## Указания к заданию
Приведите целиком каждую строку данных ниже, в которой встречается слово «hood».

+++ Исходные данные

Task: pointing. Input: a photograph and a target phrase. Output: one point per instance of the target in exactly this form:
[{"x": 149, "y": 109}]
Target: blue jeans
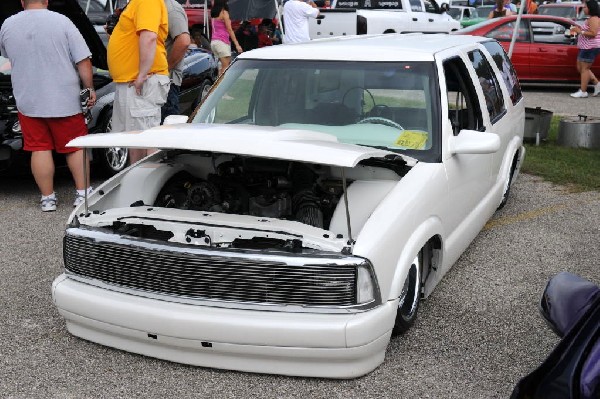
[{"x": 171, "y": 107}]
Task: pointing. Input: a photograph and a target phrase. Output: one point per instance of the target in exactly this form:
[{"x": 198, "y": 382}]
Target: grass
[{"x": 577, "y": 168}]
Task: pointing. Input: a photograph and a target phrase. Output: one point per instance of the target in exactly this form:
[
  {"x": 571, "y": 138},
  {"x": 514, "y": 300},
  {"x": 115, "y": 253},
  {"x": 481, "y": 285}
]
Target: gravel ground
[
  {"x": 555, "y": 98},
  {"x": 476, "y": 335}
]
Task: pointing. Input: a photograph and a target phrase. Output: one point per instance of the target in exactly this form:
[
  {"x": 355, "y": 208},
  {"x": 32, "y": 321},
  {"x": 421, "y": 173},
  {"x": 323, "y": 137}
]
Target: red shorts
[{"x": 43, "y": 134}]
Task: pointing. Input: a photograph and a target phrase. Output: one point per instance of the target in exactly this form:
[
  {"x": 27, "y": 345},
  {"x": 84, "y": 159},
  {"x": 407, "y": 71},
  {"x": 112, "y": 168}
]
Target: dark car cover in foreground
[{"x": 571, "y": 306}]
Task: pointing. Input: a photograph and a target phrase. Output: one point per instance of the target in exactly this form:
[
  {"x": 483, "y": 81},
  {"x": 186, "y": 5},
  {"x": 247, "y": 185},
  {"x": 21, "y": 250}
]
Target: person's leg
[
  {"x": 225, "y": 61},
  {"x": 42, "y": 168},
  {"x": 79, "y": 171},
  {"x": 64, "y": 130},
  {"x": 585, "y": 76},
  {"x": 145, "y": 110},
  {"x": 38, "y": 139}
]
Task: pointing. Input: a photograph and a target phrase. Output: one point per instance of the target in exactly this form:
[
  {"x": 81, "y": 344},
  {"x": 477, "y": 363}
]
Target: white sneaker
[
  {"x": 80, "y": 198},
  {"x": 579, "y": 94},
  {"x": 48, "y": 204}
]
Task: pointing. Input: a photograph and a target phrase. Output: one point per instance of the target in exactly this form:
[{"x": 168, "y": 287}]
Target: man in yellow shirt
[{"x": 137, "y": 62}]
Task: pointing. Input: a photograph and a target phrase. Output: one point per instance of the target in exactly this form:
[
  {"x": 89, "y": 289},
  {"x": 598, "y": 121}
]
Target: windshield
[
  {"x": 386, "y": 104},
  {"x": 93, "y": 6},
  {"x": 454, "y": 13}
]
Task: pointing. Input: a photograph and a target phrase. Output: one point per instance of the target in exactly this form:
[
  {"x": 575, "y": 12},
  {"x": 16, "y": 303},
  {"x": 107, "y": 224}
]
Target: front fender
[{"x": 422, "y": 234}]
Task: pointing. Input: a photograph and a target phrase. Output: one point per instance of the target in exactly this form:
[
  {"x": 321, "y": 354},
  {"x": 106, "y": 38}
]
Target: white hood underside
[{"x": 260, "y": 141}]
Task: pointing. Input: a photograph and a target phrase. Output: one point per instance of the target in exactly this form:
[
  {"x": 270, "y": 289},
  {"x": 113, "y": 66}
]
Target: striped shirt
[{"x": 585, "y": 42}]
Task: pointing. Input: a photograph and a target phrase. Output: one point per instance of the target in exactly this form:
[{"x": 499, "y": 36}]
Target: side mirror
[
  {"x": 175, "y": 119},
  {"x": 474, "y": 142}
]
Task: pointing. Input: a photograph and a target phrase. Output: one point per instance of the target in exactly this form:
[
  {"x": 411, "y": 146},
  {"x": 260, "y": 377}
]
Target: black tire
[
  {"x": 112, "y": 160},
  {"x": 410, "y": 298}
]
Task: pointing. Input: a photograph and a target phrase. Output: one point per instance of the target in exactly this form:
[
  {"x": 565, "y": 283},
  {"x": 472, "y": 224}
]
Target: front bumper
[{"x": 300, "y": 344}]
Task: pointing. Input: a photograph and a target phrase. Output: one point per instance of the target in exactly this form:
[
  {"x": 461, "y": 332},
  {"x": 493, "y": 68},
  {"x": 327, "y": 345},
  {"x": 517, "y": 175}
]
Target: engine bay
[{"x": 258, "y": 187}]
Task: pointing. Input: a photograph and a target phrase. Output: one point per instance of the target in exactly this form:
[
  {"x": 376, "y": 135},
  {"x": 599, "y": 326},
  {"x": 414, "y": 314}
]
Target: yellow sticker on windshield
[{"x": 412, "y": 139}]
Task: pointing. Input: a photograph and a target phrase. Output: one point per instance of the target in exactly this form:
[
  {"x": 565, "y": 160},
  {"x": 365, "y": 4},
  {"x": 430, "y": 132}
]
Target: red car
[{"x": 544, "y": 51}]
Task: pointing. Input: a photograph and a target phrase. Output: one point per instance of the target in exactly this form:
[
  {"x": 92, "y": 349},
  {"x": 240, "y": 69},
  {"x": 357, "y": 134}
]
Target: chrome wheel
[
  {"x": 116, "y": 158},
  {"x": 410, "y": 297}
]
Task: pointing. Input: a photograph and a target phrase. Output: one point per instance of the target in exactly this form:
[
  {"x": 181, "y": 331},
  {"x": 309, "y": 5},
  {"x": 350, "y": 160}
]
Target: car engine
[{"x": 258, "y": 187}]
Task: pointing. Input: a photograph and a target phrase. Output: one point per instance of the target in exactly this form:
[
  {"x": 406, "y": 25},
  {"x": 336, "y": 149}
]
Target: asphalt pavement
[
  {"x": 476, "y": 335},
  {"x": 556, "y": 98}
]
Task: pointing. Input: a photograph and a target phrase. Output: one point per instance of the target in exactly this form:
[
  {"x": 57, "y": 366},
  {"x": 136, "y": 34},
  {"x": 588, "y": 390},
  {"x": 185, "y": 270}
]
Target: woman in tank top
[
  {"x": 222, "y": 32},
  {"x": 588, "y": 43},
  {"x": 499, "y": 11}
]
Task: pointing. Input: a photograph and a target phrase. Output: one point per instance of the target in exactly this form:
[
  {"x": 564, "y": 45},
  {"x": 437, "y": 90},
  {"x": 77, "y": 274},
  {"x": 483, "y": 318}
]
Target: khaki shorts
[
  {"x": 220, "y": 49},
  {"x": 133, "y": 112}
]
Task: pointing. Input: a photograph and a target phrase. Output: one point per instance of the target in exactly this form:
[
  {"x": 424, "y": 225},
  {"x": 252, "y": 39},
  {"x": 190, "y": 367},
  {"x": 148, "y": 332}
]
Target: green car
[{"x": 468, "y": 16}]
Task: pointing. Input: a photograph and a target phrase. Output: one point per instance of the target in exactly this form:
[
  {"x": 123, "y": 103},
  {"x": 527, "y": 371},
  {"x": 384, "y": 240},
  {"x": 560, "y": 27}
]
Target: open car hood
[
  {"x": 72, "y": 10},
  {"x": 261, "y": 141}
]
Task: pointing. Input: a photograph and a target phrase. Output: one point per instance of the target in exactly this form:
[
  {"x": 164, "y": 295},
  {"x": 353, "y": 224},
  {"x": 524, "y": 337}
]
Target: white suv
[{"x": 320, "y": 192}]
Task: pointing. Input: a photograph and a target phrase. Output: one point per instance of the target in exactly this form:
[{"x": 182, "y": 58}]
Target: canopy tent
[{"x": 250, "y": 9}]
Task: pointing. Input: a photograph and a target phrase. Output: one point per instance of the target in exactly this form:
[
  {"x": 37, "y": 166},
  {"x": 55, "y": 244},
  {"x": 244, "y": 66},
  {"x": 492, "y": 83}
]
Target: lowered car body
[{"x": 319, "y": 192}]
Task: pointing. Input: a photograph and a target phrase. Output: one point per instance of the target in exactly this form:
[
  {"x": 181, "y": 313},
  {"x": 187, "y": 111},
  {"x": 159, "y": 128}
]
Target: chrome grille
[{"x": 214, "y": 274}]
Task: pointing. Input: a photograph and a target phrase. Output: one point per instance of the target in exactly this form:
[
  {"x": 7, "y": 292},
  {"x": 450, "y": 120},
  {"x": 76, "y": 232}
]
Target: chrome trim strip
[{"x": 314, "y": 258}]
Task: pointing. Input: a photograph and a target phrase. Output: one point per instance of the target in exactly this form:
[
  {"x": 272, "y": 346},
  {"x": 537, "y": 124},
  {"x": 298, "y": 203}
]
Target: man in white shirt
[{"x": 295, "y": 19}]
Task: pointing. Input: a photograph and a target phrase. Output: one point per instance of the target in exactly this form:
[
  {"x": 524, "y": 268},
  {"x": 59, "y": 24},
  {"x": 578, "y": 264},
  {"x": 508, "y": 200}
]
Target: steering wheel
[
  {"x": 358, "y": 88},
  {"x": 381, "y": 121}
]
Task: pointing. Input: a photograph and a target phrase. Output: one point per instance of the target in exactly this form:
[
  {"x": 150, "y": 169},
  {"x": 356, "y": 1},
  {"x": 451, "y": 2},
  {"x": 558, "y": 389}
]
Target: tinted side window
[
  {"x": 463, "y": 104},
  {"x": 506, "y": 69},
  {"x": 431, "y": 6},
  {"x": 504, "y": 32},
  {"x": 415, "y": 5},
  {"x": 494, "y": 100}
]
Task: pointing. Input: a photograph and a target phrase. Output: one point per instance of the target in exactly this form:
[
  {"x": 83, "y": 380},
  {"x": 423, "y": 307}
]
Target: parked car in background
[
  {"x": 318, "y": 193},
  {"x": 96, "y": 10},
  {"x": 544, "y": 50},
  {"x": 199, "y": 73},
  {"x": 571, "y": 10},
  {"x": 571, "y": 307},
  {"x": 467, "y": 16}
]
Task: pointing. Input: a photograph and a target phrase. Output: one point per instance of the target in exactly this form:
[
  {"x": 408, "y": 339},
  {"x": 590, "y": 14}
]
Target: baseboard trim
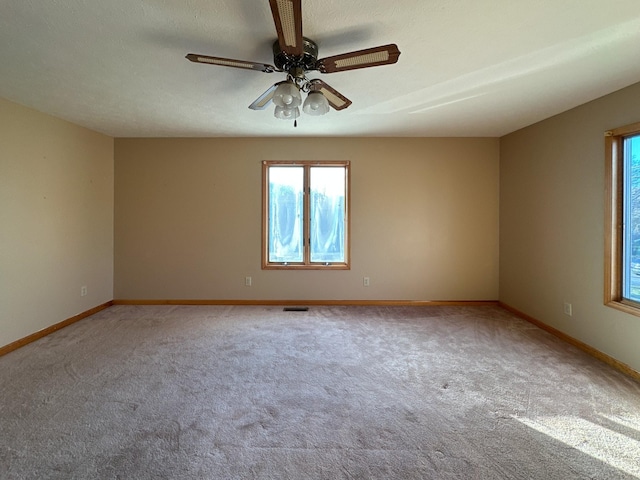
[
  {"x": 376, "y": 303},
  {"x": 46, "y": 331},
  {"x": 594, "y": 352}
]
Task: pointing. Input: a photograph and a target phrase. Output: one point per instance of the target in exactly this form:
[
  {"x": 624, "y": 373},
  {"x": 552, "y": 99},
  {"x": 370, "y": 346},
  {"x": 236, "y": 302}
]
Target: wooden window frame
[
  {"x": 306, "y": 264},
  {"x": 614, "y": 219}
]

++++++

## Результат задания
Target: white hood underside
Target: open car hood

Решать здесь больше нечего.